Introduction
One of Polars’ most powerful features is its native support for reading data directly from cloud object storage. No need to download files first — Polars can read and scan Parquet files on S3 with full support for lazy evaluation, predicate pushdown, and streaming. Today we’ll explore how to connect Polars to S3 and work with real-world datasets at scale.
Quick Reference
| Method | Function | When to Use |
|---|---|---|
pl.read_parquet("s3://...") |
Eager read | Small files, quick exploration |
pl.scan_parquet("s3://...") |
Lazy scan | Large files, complex queries |
storage_options={"anon": True} |
Anonymous access | Public datasets, no credentials needed |
storage_options={"profile": "..."} |
Named profile | Multiple AWS accounts |
collect(streaming=True) |
Streaming mode | Datasets larger than memory |
Prerequisites
Polars uses the object_store Rust crate under the hood, so S3 support works out of the box. Make sure you have Polars installed:
pip install polarsFor authentication, credentials can be provided via:
- AWS CLI config (
aws configure) - Environment variables (
AWS_ACCESS_KEY_ID,AWS_SECRET_ACCESS_KEY) ~/.aws/credentialsfile- IAM roles (when running on EC2/ECS/Lambda)
storage_optionsparameter in Polars
Reading a Single File (Eager Mode)
The simplest approach — load an entire file into memory:
import polars as pl
# Read a single Parquet file from S3
df = pl.read_parquet(
"s3://daylight-openstreetmap/parquet/osm_features/release=v1.58/type=way/"
"20241112_191814_00139_grr7u_fea4d477-4748-4e7d-9aed-90290d792f01"
)
print(f"Shape: {df.shape[0]:,} rows × {df.shape[1]} columns")
print(f"Memory: {df.estimated_size() / 1024 / 1024:.2f} MB")
print(df.head())Key points:
- Works exactly like
pl.read_parquet()with a local file - The entire file is downloaded and loaded into memory
- Best for files that fit comfortably in RAM
Anonymous Access to Public Buckets
Many public datasets on S3 don’t require AWS credentials. Use storage_options to access them anonymously:
# Access public datasets without credentials
df = pl.read_parquet(
"s3://daylight-openstreetmap/parquet/osm_features/release=v1.58/type=way/"

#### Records
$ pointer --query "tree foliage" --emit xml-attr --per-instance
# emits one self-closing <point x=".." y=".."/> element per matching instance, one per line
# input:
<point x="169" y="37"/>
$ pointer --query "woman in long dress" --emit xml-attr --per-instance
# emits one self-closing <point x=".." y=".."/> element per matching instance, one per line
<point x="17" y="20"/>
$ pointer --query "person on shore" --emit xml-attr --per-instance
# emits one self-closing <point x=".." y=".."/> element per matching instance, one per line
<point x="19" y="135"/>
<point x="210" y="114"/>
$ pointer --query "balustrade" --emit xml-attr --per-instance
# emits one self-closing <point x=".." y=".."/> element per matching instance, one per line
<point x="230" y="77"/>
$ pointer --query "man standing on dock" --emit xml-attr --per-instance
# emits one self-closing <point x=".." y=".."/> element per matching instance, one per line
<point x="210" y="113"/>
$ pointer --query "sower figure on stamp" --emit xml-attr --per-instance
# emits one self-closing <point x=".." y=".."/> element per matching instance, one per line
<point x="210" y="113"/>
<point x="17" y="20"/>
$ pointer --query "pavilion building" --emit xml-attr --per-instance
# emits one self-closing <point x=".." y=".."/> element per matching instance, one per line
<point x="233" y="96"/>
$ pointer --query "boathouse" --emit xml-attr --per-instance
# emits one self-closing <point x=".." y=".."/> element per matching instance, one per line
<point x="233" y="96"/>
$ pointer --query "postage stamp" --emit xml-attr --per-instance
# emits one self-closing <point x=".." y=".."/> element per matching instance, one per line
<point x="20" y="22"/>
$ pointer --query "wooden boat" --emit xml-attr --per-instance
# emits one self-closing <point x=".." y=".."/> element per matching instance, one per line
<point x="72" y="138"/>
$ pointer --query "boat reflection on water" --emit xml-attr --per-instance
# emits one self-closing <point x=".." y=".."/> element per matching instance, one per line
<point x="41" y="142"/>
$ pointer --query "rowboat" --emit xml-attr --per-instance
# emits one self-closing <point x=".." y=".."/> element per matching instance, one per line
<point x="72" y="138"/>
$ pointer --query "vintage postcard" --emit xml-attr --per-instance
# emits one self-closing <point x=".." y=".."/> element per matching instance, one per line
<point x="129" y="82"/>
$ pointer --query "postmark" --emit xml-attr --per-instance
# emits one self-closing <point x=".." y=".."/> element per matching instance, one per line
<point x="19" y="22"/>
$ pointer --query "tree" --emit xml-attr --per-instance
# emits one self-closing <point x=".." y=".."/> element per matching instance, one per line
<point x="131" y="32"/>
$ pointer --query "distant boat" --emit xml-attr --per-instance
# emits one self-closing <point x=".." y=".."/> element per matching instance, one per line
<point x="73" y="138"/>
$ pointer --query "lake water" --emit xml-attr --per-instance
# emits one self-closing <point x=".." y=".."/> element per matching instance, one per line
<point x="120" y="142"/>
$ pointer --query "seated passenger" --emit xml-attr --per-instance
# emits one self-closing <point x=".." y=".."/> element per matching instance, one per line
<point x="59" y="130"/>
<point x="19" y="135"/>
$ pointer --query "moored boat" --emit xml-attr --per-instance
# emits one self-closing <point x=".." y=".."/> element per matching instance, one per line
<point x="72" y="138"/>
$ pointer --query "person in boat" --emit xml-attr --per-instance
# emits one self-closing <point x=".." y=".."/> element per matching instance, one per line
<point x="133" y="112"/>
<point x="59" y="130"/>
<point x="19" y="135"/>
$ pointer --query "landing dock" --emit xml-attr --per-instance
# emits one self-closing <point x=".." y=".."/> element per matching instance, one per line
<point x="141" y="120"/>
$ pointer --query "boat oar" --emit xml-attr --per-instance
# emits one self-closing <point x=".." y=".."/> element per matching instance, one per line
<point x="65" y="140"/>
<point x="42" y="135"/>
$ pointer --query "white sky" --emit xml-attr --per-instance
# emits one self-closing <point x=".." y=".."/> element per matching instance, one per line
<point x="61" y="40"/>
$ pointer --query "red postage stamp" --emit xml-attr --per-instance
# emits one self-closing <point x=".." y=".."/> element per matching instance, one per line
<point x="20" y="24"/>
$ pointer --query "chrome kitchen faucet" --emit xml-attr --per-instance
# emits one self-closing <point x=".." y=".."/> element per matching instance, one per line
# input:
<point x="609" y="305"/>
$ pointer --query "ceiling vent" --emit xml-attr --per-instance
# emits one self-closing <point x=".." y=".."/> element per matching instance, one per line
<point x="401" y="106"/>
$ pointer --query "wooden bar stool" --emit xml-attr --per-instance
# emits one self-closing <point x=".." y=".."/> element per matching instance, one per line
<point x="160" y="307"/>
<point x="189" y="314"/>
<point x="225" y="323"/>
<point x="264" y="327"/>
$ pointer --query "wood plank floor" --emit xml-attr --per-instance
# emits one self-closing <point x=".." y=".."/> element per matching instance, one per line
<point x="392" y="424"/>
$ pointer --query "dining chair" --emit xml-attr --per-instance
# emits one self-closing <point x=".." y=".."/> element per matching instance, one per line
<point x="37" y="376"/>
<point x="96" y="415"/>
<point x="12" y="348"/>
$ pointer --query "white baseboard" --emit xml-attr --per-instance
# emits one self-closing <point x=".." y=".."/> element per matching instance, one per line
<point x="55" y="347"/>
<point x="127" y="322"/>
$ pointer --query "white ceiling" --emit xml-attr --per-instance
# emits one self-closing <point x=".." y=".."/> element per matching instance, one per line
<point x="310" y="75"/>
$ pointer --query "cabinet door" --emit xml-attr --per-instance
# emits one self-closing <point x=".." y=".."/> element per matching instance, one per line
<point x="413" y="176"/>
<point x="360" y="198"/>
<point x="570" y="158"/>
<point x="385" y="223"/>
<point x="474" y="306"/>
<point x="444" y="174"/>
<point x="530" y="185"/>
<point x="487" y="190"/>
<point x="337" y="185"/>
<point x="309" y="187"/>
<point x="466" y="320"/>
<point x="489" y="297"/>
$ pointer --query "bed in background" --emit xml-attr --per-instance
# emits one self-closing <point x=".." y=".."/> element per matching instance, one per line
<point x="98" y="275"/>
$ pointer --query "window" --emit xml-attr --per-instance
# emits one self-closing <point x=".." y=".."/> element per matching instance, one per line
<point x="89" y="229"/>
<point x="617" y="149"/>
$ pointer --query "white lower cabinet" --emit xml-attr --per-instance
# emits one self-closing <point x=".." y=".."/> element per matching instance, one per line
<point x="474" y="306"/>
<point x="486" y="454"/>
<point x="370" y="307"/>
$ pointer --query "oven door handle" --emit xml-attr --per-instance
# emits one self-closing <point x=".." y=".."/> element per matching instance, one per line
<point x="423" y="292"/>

#### Actions to take
a) For each statement, say whether the Polars S3 page agrees with it (yes or no), and quote the words of the page that settle it. (i) The page suggests pl.scan_parquet for large files and complex queries. (ii) Reading a file with pl.read_parquet loads only part of it into memory. (iii) S3 support in Polars needs an extra package beyond Polars itself.
b) Reproduce the passage of the Polars S3 page that begins at the words "Introduction" and stops after "datasets at scale.".
Answer from the Polars S3 page only; the rows play no part.

#### Completed exercise
a)
(i) Yes: "Large files, complex queries"
(ii) No: "The entire file is downloaded and loaded into memory"
(iii) No: "so S3 support works out of the box"

b)
Introduction
One of Polars’ most powerful features is its native support for reading data directly from cloud object storage. No need to download files first — Polars can read and scan Parquet files on S3 with full support for lazy evaluation, predicate pushdown, and streaming. Today we’ll explore how to connect Polars to S3 and work with real-world datasets at scale.